▸ CHALLENGE: Restate the full listing word for word and leave the pictures out.

▸ Image entries on named regions:

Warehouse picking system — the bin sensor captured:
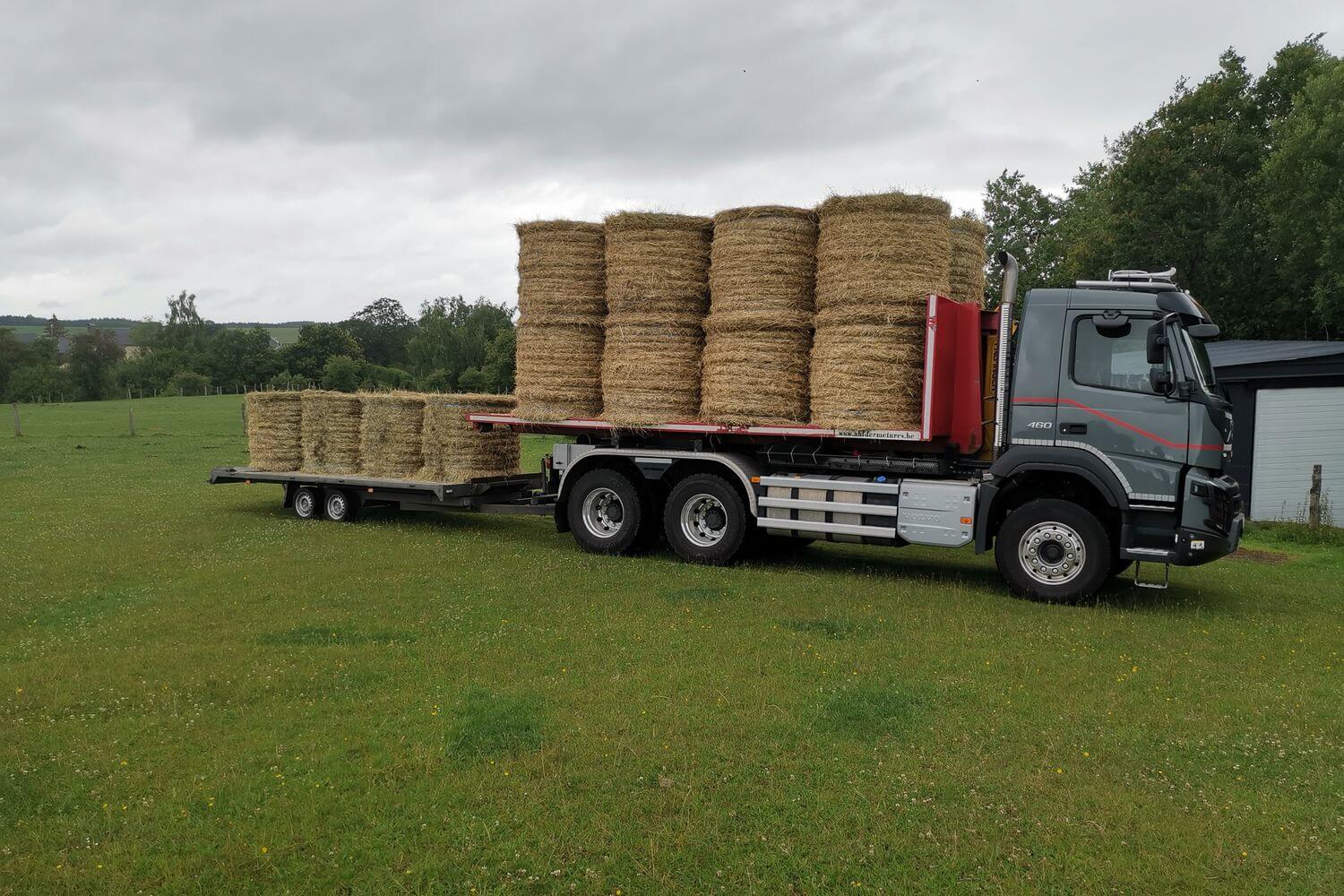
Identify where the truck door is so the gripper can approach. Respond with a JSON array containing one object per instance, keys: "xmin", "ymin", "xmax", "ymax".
[{"xmin": 1055, "ymin": 310, "xmax": 1190, "ymax": 504}]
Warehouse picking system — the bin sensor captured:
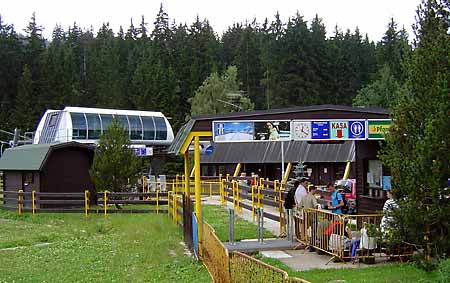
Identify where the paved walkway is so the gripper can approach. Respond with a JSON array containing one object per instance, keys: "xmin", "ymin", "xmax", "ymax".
[{"xmin": 202, "ymin": 196, "xmax": 384, "ymax": 271}]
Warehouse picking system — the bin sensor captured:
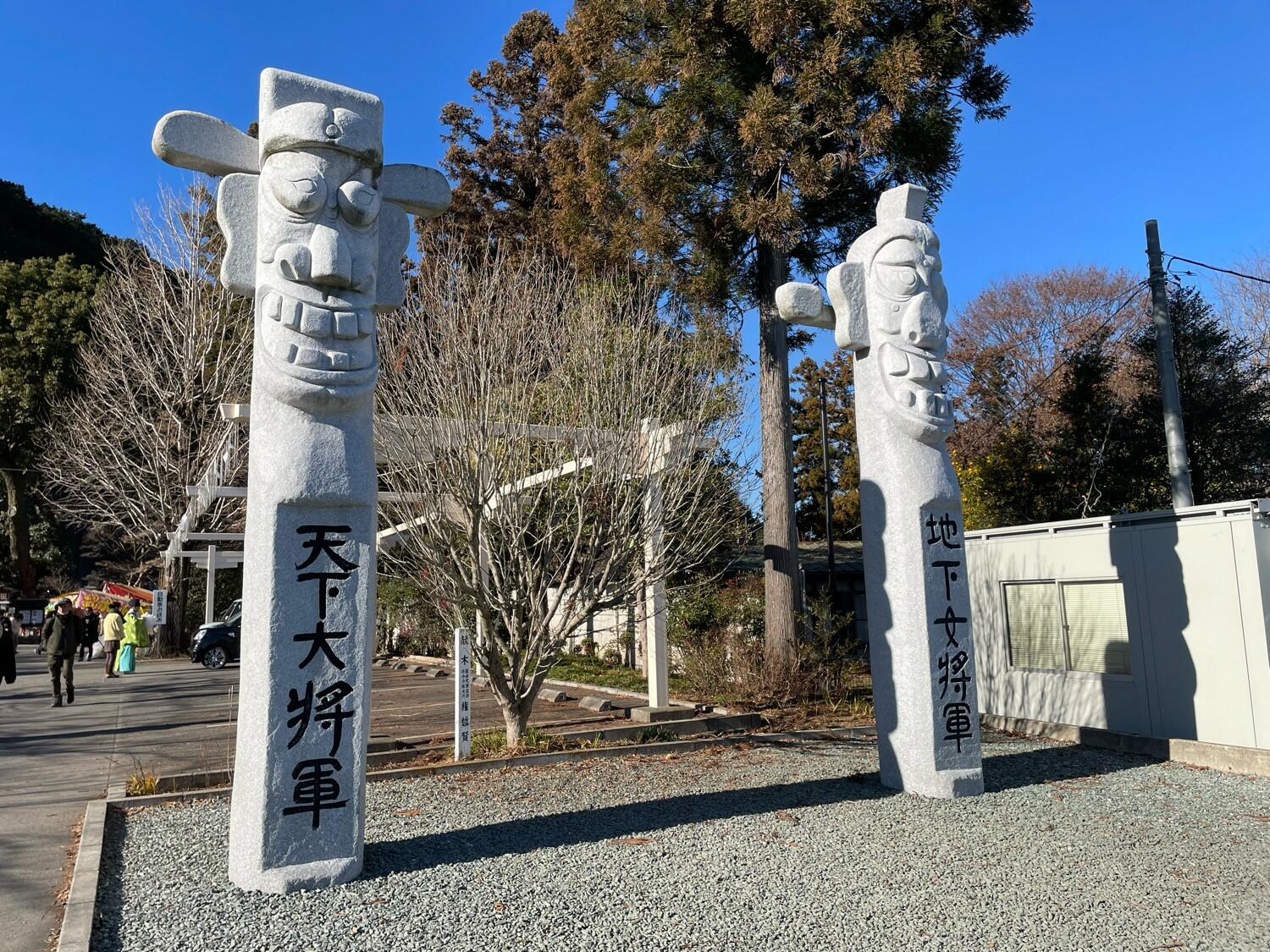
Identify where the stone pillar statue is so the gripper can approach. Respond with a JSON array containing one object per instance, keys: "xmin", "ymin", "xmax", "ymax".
[
  {"xmin": 154, "ymin": 69, "xmax": 450, "ymax": 893},
  {"xmin": 776, "ymin": 185, "xmax": 983, "ymax": 797}
]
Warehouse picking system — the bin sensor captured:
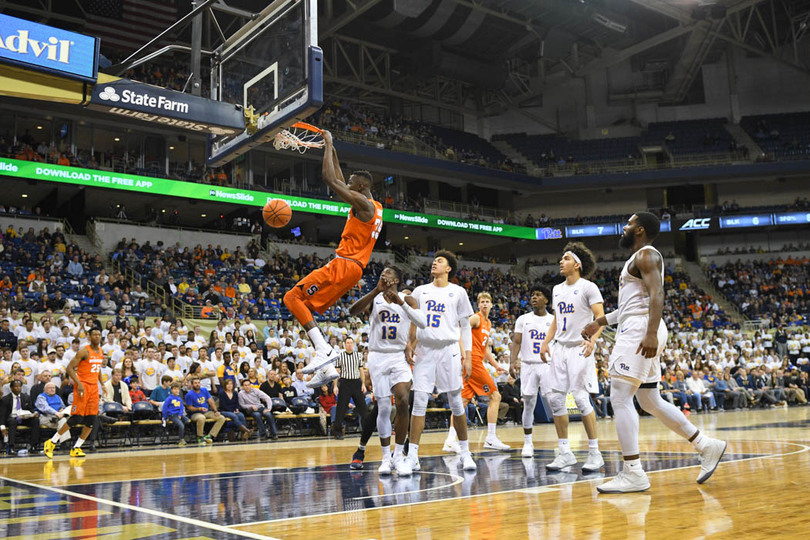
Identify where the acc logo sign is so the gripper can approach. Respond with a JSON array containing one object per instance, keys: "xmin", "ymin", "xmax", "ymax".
[{"xmin": 680, "ymin": 218, "xmax": 712, "ymax": 231}]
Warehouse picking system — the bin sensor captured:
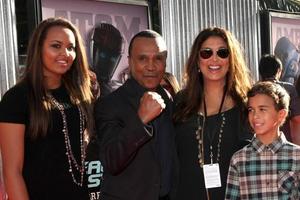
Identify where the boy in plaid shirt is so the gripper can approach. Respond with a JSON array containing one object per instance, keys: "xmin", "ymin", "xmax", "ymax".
[{"xmin": 225, "ymin": 82, "xmax": 300, "ymax": 200}]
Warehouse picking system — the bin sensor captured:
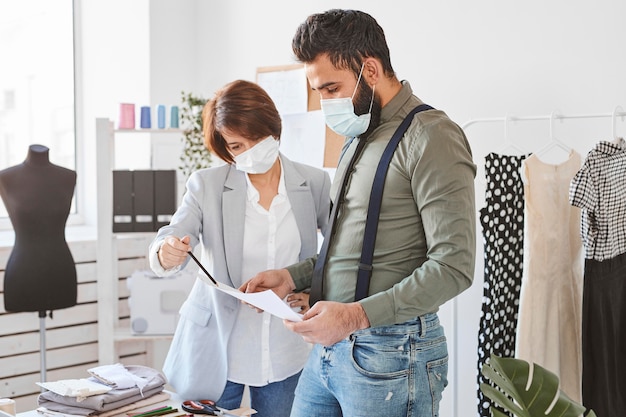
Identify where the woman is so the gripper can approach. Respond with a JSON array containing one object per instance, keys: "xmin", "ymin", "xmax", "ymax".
[{"xmin": 150, "ymin": 80, "xmax": 330, "ymax": 417}]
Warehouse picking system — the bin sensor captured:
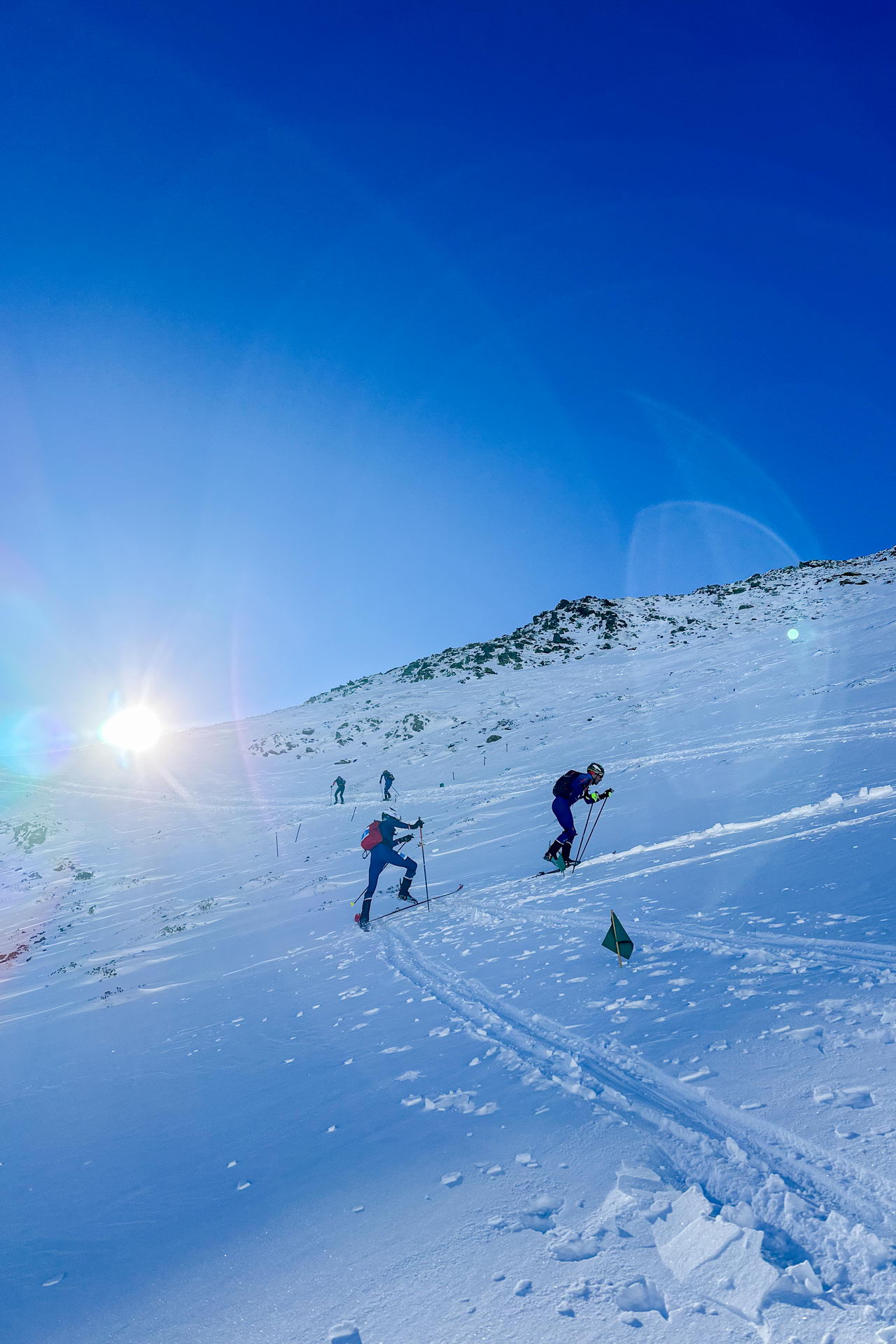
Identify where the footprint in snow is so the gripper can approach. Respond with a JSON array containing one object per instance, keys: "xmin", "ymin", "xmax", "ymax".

▸ PROBLEM SOLUTION:
Warehouse picking system — the bin sensor captured:
Identify where the truck door is so the gripper can approach. Respond with a JSON array containing one object per instance, keys: "xmin", "ymin", "xmax", "ymax".
[{"xmin": 1055, "ymin": 310, "xmax": 1190, "ymax": 504}]
Warehouse picking system — the bin sensor captured:
Identify where the paved walkway is so the gripper can approach. Respond with a JSON array containing one object per instance, keys: "xmin", "ymin", "xmax", "ymax".
[{"xmin": 202, "ymin": 196, "xmax": 384, "ymax": 271}]
Warehouse picking system — the bin sensor captured:
Identify where the stone pillar statue is so the gripper can approach. Respond with a JSON array containing one object per instance, keys: "xmin", "ymin", "xmax", "ymax".
[
  {"xmin": 154, "ymin": 69, "xmax": 450, "ymax": 893},
  {"xmin": 776, "ymin": 185, "xmax": 983, "ymax": 797}
]
Warehouse picking system — the bin sensor captured:
Identify where the acc logo sign is so the gripper can approach. Respond with a JSON array containing one object per instance, keys: "xmin", "ymin", "xmax", "ymax".
[{"xmin": 680, "ymin": 218, "xmax": 712, "ymax": 231}]
Warehouse picking system — the bin sensor captured:
Identify where the boy in plaid shirt is so the gripper can approach. Respond with a JSON array containing one object per instance, keys: "xmin", "ymin", "xmax", "ymax".
[{"xmin": 225, "ymin": 82, "xmax": 300, "ymax": 200}]
Warehouse picking system — the bin sensor captured:
Identify where the woman is so the gripper can approach. Respond with a JSON array containing one object per instance, keys: "xmin", "ymin", "xmax", "ymax".
[{"xmin": 150, "ymin": 80, "xmax": 330, "ymax": 417}]
Warehouse picking system — the bin sensor captured:
Identify where the footprint in snow is so the gripper can approach. Respond with a JSON array containing one object per instance, keys: "xmin", "ymin", "xmax", "ymax".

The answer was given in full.